(Collected data)
☆ ☆ ☆ ☆ ☆

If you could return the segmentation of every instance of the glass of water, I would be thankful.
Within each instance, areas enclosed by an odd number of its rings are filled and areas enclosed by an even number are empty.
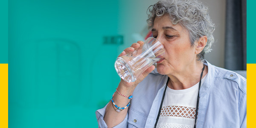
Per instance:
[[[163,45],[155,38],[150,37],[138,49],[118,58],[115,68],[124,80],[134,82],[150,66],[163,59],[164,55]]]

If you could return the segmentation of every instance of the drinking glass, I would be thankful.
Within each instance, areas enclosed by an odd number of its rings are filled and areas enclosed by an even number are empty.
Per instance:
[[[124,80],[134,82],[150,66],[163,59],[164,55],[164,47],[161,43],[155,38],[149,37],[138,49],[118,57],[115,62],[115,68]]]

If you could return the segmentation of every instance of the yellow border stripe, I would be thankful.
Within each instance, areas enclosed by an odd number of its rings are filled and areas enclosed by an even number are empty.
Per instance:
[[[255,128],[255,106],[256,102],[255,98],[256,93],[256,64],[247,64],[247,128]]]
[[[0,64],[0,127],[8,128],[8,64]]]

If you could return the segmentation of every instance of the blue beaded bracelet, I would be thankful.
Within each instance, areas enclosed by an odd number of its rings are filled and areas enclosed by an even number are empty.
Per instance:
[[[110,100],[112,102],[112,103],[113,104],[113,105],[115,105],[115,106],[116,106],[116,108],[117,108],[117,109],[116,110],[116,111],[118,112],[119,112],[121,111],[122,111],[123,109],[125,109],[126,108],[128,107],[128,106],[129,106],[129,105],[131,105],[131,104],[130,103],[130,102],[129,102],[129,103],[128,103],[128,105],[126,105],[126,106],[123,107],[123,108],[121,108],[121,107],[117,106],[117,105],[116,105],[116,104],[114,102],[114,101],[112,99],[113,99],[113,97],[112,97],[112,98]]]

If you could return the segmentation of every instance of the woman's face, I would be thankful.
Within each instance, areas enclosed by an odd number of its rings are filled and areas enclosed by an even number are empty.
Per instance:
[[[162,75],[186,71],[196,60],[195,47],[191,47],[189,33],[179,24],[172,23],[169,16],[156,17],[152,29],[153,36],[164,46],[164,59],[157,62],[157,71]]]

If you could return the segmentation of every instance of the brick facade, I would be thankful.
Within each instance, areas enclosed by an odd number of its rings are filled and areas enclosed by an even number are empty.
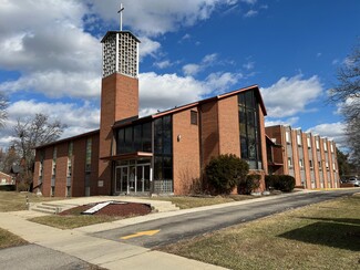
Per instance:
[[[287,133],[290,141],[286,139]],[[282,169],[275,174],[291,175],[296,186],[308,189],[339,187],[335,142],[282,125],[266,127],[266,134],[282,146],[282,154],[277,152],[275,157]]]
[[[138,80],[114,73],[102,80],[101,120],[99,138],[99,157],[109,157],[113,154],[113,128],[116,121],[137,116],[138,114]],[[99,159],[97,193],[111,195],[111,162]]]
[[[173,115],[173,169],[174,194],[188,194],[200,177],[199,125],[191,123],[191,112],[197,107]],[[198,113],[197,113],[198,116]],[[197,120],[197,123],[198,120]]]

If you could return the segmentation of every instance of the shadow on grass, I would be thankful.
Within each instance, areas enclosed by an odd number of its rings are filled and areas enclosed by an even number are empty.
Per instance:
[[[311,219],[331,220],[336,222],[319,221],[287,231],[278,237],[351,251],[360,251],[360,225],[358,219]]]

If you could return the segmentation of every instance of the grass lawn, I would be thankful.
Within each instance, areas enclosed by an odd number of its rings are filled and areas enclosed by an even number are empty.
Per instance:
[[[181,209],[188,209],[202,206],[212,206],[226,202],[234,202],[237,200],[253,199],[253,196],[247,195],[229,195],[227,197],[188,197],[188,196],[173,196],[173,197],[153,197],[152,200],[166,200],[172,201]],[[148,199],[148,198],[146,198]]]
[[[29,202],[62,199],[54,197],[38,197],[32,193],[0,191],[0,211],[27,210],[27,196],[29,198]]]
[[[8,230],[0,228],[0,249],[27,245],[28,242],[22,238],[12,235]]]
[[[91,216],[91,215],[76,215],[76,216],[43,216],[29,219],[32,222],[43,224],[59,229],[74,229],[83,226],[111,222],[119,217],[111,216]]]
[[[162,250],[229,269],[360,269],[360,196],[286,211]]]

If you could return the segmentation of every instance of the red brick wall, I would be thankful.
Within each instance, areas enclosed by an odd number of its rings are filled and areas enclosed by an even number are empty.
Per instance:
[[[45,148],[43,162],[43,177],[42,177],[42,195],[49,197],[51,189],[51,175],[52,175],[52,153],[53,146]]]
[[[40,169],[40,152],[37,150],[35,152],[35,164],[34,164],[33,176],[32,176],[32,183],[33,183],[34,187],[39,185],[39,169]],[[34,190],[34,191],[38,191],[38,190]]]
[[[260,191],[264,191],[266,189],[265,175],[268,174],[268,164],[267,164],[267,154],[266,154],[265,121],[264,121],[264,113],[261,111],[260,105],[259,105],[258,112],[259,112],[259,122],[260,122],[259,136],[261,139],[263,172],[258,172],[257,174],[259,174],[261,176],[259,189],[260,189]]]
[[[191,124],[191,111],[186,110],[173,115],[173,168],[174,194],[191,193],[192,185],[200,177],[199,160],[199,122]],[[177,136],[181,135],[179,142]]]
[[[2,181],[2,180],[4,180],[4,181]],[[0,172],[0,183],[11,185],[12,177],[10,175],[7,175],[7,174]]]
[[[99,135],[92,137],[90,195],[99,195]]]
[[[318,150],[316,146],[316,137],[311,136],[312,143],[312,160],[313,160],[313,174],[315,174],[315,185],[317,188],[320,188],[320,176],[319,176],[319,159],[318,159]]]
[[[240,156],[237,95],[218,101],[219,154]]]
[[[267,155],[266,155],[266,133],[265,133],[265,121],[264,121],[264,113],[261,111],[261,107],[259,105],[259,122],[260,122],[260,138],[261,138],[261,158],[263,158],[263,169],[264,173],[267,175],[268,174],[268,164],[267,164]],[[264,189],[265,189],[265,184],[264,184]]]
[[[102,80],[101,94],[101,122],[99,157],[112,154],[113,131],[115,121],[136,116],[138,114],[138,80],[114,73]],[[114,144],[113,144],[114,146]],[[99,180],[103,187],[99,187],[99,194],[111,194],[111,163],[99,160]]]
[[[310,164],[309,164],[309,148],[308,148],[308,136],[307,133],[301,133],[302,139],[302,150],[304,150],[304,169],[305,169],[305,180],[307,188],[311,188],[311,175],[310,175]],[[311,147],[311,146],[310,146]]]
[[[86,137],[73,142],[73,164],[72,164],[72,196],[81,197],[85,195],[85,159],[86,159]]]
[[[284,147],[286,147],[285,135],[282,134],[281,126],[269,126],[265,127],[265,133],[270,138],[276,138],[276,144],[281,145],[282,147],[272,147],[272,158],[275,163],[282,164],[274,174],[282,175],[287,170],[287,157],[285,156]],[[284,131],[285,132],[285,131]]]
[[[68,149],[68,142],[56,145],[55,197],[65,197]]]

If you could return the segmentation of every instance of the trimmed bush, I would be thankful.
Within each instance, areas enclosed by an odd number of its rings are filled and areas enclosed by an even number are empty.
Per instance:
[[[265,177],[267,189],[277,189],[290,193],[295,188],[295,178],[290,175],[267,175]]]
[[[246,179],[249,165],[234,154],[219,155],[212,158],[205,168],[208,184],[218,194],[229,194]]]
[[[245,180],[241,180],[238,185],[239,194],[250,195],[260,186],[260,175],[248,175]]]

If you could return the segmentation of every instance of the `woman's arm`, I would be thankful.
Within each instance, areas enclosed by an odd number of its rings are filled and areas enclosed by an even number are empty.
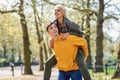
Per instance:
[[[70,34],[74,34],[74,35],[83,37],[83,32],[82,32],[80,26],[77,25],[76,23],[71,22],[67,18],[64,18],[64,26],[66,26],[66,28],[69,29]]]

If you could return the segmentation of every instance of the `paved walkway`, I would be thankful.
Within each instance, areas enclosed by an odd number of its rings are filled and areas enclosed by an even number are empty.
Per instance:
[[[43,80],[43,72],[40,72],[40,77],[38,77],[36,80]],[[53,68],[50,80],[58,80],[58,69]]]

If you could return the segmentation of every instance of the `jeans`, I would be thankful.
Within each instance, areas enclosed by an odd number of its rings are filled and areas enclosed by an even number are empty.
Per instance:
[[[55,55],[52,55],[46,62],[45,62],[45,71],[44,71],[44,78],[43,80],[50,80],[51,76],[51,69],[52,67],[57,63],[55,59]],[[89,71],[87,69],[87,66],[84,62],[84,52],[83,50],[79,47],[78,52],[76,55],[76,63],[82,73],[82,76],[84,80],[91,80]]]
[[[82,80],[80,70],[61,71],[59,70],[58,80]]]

☆ ☆ ☆ ☆ ☆

=== TASK STATEMENT ===
Repeat verbatim the stretch of the listing from the line containing "glass, I would be thankful." through the line containing "[[[0,64],[0,127],[8,128],[8,64]]]", both ends included.

=== REPLY ===
If you could return the segmentation of every instance of the drinking glass, I would be thankful.
Within each instance, areas enclosed by an odd number of its rings are filled and areas enclosed by an even number are empty.
Per instance:
[[[124,80],[134,82],[150,66],[163,59],[164,55],[164,47],[161,43],[155,38],[149,37],[138,49],[118,57],[115,62],[115,68]]]

If you could return the segmentation of every instance of the yellow border stripe, I would be thankful.
Within each instance, areas enclosed by an odd number of its rings are filled and areas enclosed by an even number are empty.
Per instance:
[[[255,128],[255,106],[256,102],[255,98],[256,93],[256,64],[247,64],[247,128]]]
[[[0,64],[0,127],[8,128],[8,64]]]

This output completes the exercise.